◆ **WRITTEN TASK**: Copy every entry below word for word, but leave the pictures out of your copy.

◆ **AVAILABLE DATA**:
— Begin —
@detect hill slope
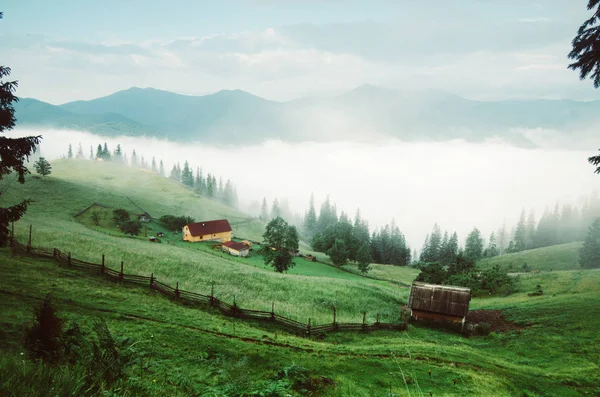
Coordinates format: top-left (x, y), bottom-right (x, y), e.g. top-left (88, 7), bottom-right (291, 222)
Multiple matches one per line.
top-left (17, 85), bottom-right (600, 148)
top-left (478, 242), bottom-right (582, 272)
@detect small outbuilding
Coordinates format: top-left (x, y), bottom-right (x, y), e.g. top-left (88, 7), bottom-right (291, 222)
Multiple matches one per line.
top-left (408, 282), bottom-right (471, 324)
top-left (221, 241), bottom-right (250, 257)
top-left (183, 219), bottom-right (231, 243)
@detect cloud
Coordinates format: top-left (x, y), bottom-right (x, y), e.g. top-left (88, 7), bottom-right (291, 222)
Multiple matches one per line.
top-left (0, 18), bottom-right (594, 103)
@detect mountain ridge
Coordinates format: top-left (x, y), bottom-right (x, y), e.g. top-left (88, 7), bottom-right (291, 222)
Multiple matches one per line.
top-left (15, 84), bottom-right (600, 147)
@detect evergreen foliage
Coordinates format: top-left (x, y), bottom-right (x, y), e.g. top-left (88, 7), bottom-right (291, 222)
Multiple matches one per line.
top-left (0, 13), bottom-right (42, 246)
top-left (33, 157), bottom-right (52, 176)
top-left (258, 217), bottom-right (299, 273)
top-left (579, 218), bottom-right (600, 268)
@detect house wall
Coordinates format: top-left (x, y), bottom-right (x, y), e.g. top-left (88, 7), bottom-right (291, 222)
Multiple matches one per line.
top-left (183, 226), bottom-right (231, 243)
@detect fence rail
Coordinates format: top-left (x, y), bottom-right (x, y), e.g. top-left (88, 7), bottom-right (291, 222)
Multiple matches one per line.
top-left (10, 237), bottom-right (406, 336)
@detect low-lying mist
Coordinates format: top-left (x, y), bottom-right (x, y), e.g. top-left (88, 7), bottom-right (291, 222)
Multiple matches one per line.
top-left (7, 129), bottom-right (600, 249)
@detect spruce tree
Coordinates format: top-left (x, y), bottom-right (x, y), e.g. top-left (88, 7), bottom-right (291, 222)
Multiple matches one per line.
top-left (260, 197), bottom-right (269, 222)
top-left (271, 197), bottom-right (281, 219)
top-left (464, 228), bottom-right (483, 262)
top-left (130, 149), bottom-right (138, 168)
top-left (75, 142), bottom-right (83, 159)
top-left (304, 193), bottom-right (317, 237)
top-left (0, 29), bottom-right (42, 246)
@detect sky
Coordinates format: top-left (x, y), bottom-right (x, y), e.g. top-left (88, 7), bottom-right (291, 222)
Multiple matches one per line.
top-left (0, 0), bottom-right (600, 104)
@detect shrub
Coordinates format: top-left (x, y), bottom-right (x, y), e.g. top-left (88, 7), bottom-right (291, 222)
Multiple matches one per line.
top-left (113, 208), bottom-right (129, 225)
top-left (24, 294), bottom-right (63, 362)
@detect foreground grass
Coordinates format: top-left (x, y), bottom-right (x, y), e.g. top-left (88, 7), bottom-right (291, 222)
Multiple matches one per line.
top-left (0, 250), bottom-right (600, 396)
top-left (478, 242), bottom-right (581, 272)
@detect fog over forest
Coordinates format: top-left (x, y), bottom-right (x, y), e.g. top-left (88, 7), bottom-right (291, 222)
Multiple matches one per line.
top-left (7, 129), bottom-right (600, 250)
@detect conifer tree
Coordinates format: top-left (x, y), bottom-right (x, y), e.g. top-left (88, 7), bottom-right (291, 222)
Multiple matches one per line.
top-left (114, 144), bottom-right (123, 163)
top-left (130, 149), bottom-right (138, 168)
top-left (271, 197), bottom-right (281, 219)
top-left (75, 142), bottom-right (83, 159)
top-left (260, 197), bottom-right (269, 222)
top-left (304, 193), bottom-right (317, 238)
top-left (0, 31), bottom-right (42, 246)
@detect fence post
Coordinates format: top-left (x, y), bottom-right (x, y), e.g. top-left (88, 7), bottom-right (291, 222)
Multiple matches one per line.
top-left (27, 225), bottom-right (33, 253)
top-left (363, 312), bottom-right (367, 329)
top-left (333, 306), bottom-right (337, 329)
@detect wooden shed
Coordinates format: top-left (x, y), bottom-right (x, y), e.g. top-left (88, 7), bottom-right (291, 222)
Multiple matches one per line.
top-left (408, 282), bottom-right (471, 323)
top-left (183, 219), bottom-right (231, 243)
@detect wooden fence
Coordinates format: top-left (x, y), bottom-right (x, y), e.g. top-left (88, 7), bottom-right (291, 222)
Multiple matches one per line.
top-left (10, 235), bottom-right (407, 337)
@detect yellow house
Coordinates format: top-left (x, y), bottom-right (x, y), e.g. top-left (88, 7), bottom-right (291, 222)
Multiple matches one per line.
top-left (183, 219), bottom-right (231, 243)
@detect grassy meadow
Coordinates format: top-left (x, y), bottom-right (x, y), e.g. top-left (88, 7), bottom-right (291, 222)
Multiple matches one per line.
— End —
◆ **SOLUTION TO THIS PROBLEM**:
@detect hill slope
Coordinates format: top-left (x, y), bottom-right (x, y), e.g. top-left (88, 7), bottom-right (291, 222)
Multiple matches one per line.
top-left (17, 85), bottom-right (600, 148)
top-left (478, 242), bottom-right (582, 272)
@detect small outbuilding
Coordinates format: top-left (x, y), bottom-right (x, y), e.g. top-left (88, 7), bottom-right (291, 222)
Multiple matches one per line.
top-left (408, 282), bottom-right (471, 324)
top-left (221, 241), bottom-right (250, 257)
top-left (183, 219), bottom-right (231, 243)
@detect cloud
Coordinates format: top-left (x, y), bottom-right (x, y), e.g. top-left (88, 7), bottom-right (291, 222)
Multiple matches one per line.
top-left (0, 18), bottom-right (594, 103)
@detect mountain ridge
Coordinates format: top-left (x, y), bottom-right (x, y), e.g. top-left (88, 7), bottom-right (291, 222)
Multiple matches one per line.
top-left (15, 84), bottom-right (600, 147)
@detect evergreen foliage
Coordinates format: top-left (x, y), bottom-right (x, y), e.g. top-left (88, 7), bottom-right (291, 222)
Multiple matches one per line.
top-left (0, 13), bottom-right (42, 246)
top-left (33, 157), bottom-right (52, 176)
top-left (258, 217), bottom-right (299, 273)
top-left (579, 218), bottom-right (600, 268)
@detect house wall
Coordinates format: top-left (x, y), bottom-right (x, y), e.g. top-left (88, 7), bottom-right (291, 222)
Multiple matches one per line.
top-left (183, 226), bottom-right (231, 243)
@detect fence rail
Coordinates format: top-left (x, y), bottom-right (x, y), e.g. top-left (88, 7), bottom-right (291, 222)
Multiple matches one per line.
top-left (10, 237), bottom-right (406, 336)
@detect low-lying mist
Coordinates format: top-left (x, y), bottom-right (x, y), e.g. top-left (88, 7), bottom-right (291, 222)
Multiple matches one per line.
top-left (7, 129), bottom-right (600, 249)
@detect spruce tree
Coordinates format: top-left (x, y), bottom-right (x, y), e.g. top-left (88, 7), bottom-right (291, 222)
Multiple matches one per line.
top-left (260, 197), bottom-right (269, 222)
top-left (271, 197), bottom-right (281, 219)
top-left (464, 228), bottom-right (483, 262)
top-left (130, 149), bottom-right (138, 168)
top-left (75, 142), bottom-right (83, 159)
top-left (304, 193), bottom-right (317, 237)
top-left (0, 29), bottom-right (42, 246)
@detect sky
Coordinates format: top-left (x, y), bottom-right (x, y), e.g. top-left (88, 7), bottom-right (291, 222)
Multiple matches one per line.
top-left (0, 0), bottom-right (600, 104)
@detect shrub
Coordinates format: top-left (x, y), bottom-right (x, y), e.g. top-left (88, 7), bottom-right (291, 222)
Multiple matches one per line.
top-left (113, 208), bottom-right (129, 225)
top-left (24, 294), bottom-right (63, 362)
@detect foreground grass
Coordinates format: top-left (x, y), bottom-right (x, y), e.g. top-left (88, 7), bottom-right (291, 222)
Multiple matches one per line.
top-left (0, 250), bottom-right (600, 396)
top-left (478, 242), bottom-right (581, 272)
@detect fog over forest
Coordinates format: top-left (x, y), bottom-right (x, y), e.g. top-left (88, 7), bottom-right (291, 222)
Multiple matches one per line.
top-left (7, 129), bottom-right (600, 250)
@detect conifer tree
Coordinates format: top-left (x, y), bottom-right (x, y), e.g. top-left (88, 7), bottom-right (291, 222)
Multiple matches one per line.
top-left (114, 144), bottom-right (123, 163)
top-left (130, 149), bottom-right (138, 168)
top-left (271, 197), bottom-right (281, 219)
top-left (75, 142), bottom-right (83, 159)
top-left (260, 197), bottom-right (269, 222)
top-left (304, 193), bottom-right (317, 238)
top-left (0, 31), bottom-right (42, 246)
@detect fence post
Coordinates format: top-left (x, y), bottom-right (x, y), e.g. top-left (88, 7), bottom-right (291, 222)
Multiple matches one per line.
top-left (27, 225), bottom-right (33, 253)
top-left (363, 312), bottom-right (367, 329)
top-left (333, 306), bottom-right (337, 329)
@detect wooden shed
Coordinates format: top-left (x, y), bottom-right (x, y), e.g. top-left (88, 7), bottom-right (291, 222)
Multiple matches one per line.
top-left (408, 282), bottom-right (471, 323)
top-left (183, 219), bottom-right (231, 243)
@detect wooden fence
Coordinates format: top-left (x, y), bottom-right (x, y), e.g. top-left (88, 7), bottom-right (291, 222)
Multiple matches one per line.
top-left (10, 235), bottom-right (407, 337)
@detect yellow house
Coordinates format: top-left (x, y), bottom-right (x, y), e.g. top-left (88, 7), bottom-right (291, 222)
Multiple matches one per line.
top-left (183, 219), bottom-right (231, 243)
@detect grassy meadow
Coordinates format: top-left (x, y), bottom-right (x, y), e.g. top-left (88, 7), bottom-right (291, 222)
Multiple matches one per line.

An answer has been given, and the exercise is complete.